━━━ Excerpted passage
There’s a lot of talk in the Library world about ‘next generation catalogues’, library search tools and ‘discovery’. There’s good reason for this talk, in this domain the world has been turned on its head.
History in a nutshell:
- The card catalogue became the online catalogue, the online catalogue let users search for physical items within the Library.
- Journals became online journals. Libraries needed to let users find the online journals they subscribed to through various large and small publishers and hosts. They built simple in-house databases (containing journal titles and links to their homepages), or added them to the catalogue, or used a third party web based tool. As the number of e-journals grew, most ended up using the last option, a third party tool (which could offer other services, such as link resolving, and do much of the heavy lifting with managing a knowledge base).
- But users wanted one place to search. Quite understandable. If you are after a journal, why should you look in one place to see if there is a physical copy, and another place if they had access to it online. Same with books/ebooks.
- So libraries started to try and find ways to add online content to catalogue systems in bulk (which weren’t really designed for this).
The online catalogues (OPAC) were simple web interfaces supplied with the much larger Library management system (ILS or LMS) which ran the backend the public never saw. These were nearly always slow, ugly, unloved and not very useful.
A couple of years a go(ish), we saw the birth of the next generation catalogue, or search and discovery tools. I could list them, but the Disruptive Technology Library Jester does an excellent job here. I strongly suggest you take a look.
Personally, I think I first heard about Aquabrowser. At the time a new OPAC which was miles ahead of those supplied with Library systems and was (I think) unique as a web catalogue interface not associated with a particular system, and shock, not from an established Library Company. The second system I heard about was probably Primo from Ex Libris. At first not understanding what it was: It sounds like Metalib (another product from the same company which cross-searches various e-resource), is Primo replacing it? Or replacing the OPAC? It took a while to appreciate that this was something that sat on top of the rest. From then, VuFind, LibraryFind and more.
While some where traditional commercial products (Primo, Encore, Aquabrowser), many more were open source solutions, a number of which developed at American Libraries. Often built on common (and modern) technology stacks such as Apache solr/Lucene, Drupal, php/java, mysql/postgres etc.
In the last year or so a number of major Libraries have started to use one of these ‘Discovery Systems’ for example: the BL and Oxford using Primo, National Libraries of Scotland & Wales and Harvard have purchased Aquabrowser and the LSE is trying VuFind. At Sussex (where I work) we have purchased and implemented Aquabrowser. We’ve added data enrichments such as table of contents (searchable and visible on records), book covers and the ability to tag and review items (tag/reviewing has been removed for various reasons) .
━━━━━━
Stated problem A -
In the piece on library catalogues and discovery tools, which system did Sussex purchase and implement?
Stated problem B -
Pick up the piece on library catalogues and discovery tools after its final sentence and keep writing.
━━━ Entries
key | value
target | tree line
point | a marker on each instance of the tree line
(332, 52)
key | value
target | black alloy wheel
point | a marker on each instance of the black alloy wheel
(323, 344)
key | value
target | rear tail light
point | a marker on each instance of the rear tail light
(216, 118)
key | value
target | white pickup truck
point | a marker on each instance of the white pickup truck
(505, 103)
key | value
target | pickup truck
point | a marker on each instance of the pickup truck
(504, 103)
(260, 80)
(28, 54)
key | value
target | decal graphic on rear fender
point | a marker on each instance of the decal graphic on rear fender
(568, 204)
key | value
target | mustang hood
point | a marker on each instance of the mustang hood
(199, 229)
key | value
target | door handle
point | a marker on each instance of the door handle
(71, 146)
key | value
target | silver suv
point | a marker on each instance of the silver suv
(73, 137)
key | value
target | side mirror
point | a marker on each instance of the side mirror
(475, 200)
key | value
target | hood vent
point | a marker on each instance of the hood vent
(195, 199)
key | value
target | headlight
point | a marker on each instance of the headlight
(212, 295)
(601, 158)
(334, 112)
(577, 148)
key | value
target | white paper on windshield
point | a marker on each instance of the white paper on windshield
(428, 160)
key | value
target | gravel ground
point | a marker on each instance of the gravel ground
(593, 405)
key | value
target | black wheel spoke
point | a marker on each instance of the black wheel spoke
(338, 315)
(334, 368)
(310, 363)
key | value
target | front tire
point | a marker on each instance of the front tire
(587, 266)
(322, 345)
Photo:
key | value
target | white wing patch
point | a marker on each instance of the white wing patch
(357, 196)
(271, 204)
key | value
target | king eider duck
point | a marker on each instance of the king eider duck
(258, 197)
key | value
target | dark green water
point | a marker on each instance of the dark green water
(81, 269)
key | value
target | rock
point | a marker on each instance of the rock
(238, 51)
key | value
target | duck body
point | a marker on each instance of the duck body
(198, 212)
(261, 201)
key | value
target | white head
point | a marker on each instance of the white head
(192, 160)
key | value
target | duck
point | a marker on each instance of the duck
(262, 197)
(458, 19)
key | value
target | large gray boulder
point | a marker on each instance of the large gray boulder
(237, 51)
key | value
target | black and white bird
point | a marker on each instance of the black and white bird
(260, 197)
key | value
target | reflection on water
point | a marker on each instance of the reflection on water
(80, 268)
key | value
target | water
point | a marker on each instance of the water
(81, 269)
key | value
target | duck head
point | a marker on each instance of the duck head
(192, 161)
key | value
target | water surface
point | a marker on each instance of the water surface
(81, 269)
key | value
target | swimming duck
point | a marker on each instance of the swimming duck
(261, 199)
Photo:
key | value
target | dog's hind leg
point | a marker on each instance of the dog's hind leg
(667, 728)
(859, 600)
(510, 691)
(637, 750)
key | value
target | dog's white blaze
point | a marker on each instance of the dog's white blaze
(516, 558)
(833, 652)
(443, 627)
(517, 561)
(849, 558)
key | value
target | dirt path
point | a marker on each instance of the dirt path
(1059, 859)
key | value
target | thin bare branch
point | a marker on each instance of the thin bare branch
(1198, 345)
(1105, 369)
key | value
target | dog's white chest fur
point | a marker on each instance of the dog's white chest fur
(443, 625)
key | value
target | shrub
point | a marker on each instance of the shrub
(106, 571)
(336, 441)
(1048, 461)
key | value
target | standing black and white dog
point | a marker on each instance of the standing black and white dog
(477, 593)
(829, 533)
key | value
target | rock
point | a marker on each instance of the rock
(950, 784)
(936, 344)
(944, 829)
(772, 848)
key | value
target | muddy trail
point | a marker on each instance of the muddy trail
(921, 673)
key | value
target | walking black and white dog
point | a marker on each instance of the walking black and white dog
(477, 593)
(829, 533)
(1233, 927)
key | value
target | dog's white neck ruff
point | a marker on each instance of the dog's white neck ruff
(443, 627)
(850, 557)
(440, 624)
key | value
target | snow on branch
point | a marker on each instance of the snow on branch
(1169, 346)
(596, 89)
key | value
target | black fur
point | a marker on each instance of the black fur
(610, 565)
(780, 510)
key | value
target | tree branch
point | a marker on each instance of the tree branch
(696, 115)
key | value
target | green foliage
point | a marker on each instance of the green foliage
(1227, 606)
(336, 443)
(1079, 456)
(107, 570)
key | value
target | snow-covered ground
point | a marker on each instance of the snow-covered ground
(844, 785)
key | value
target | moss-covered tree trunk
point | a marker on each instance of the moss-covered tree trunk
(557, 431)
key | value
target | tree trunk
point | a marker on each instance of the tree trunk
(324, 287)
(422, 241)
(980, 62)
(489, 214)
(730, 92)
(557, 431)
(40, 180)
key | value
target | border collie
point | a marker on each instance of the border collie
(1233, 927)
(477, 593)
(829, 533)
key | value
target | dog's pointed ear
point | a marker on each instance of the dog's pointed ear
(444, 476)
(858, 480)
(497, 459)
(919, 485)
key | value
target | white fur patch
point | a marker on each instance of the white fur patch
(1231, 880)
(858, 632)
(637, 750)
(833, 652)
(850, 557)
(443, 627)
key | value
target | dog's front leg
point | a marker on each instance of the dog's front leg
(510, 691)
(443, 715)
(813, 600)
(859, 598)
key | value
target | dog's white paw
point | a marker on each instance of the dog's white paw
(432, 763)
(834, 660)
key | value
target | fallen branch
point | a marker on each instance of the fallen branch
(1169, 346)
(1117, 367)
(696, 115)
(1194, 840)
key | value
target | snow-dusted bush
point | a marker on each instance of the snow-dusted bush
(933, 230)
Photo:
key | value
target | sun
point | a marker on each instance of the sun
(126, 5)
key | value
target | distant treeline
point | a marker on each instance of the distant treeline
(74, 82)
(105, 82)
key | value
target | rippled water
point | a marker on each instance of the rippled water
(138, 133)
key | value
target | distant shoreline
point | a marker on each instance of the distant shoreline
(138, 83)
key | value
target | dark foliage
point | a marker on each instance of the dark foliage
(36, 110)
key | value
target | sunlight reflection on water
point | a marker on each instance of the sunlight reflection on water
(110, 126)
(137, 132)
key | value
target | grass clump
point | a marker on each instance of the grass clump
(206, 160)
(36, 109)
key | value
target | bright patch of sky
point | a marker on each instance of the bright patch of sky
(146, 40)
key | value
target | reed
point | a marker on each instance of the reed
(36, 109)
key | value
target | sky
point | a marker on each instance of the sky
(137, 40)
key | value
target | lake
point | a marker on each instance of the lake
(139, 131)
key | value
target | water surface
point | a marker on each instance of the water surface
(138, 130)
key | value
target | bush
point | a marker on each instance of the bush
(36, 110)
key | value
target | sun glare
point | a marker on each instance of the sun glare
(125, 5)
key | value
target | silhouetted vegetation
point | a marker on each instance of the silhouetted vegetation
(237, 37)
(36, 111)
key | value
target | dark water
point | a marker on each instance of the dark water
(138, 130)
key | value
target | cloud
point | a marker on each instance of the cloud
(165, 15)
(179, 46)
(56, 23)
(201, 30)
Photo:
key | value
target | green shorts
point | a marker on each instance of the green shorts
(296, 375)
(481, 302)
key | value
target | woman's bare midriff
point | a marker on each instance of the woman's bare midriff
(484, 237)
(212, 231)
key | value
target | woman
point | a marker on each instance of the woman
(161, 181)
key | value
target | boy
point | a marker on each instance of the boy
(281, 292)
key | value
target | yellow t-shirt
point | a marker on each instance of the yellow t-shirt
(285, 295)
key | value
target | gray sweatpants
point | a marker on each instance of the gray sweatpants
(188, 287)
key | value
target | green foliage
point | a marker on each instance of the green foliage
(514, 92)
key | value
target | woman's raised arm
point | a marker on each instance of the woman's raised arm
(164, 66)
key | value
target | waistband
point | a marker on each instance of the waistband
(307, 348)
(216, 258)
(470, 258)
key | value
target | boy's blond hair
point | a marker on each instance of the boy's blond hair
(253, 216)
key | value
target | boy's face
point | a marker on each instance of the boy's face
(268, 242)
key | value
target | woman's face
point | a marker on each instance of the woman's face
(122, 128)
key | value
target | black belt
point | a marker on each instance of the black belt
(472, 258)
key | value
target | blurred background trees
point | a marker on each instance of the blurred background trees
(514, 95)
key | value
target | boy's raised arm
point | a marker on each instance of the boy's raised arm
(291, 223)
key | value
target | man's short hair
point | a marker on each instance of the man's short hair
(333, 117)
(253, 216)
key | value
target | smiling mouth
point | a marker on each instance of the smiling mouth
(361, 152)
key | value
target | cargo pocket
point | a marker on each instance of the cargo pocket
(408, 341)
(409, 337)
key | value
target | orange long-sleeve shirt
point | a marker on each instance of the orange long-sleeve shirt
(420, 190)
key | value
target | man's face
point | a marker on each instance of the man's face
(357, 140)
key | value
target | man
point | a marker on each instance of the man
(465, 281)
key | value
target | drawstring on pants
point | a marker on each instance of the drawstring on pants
━━━━━━
Task result A -
Aquabrowser.

Task result B -
It would be a mistake to put all of these in to one basket. Some focus on being a OPAC replacement, others on being a unified search tool, searching both local and online items. Some focus on social tools, tagging & reviewing. Some work out the box others are just a set of components which a Library can sow together, and some are ‘SaaS’.
It’s an area that is fast changing. Just recently an established Library web app Company announced a forthcoming product called ‘Summon’, which takes searching a library’s online content a step further.
So what do libraries go for, it’s not just potentially backing the wrong horse, but backing the wrong horse when everyone one else had moved on to dog racing!
And within all this it is important to remember ‘what do users actually want’. From the conversations and articles I’ve read, they want a Google search box, but one which returns results from trusted sources and academic content. Whether they are looking for a specific book, specific journal, a reference/citation, or one/many keywords. And not just one which searches the metadata, but one which brings back results based on the full text of items as well. There are some that worry that too many results are confusing. As Google proves, an intelligent ranking system makes the number of results irrelevant.
Setting up (and even reviewing) most of these systems take time, and if users start to add data (tags, reviews) to one system, then changing could cause problems (so should we be using third party tag/rating/review systems?).
You may be interested in some other articles I’ve written around this:
- Library catalogues, search systems and data – discusses the issues in putting online journal/item records on to the catalogue, and therefore why a ‘discovery systems’ can resolve these.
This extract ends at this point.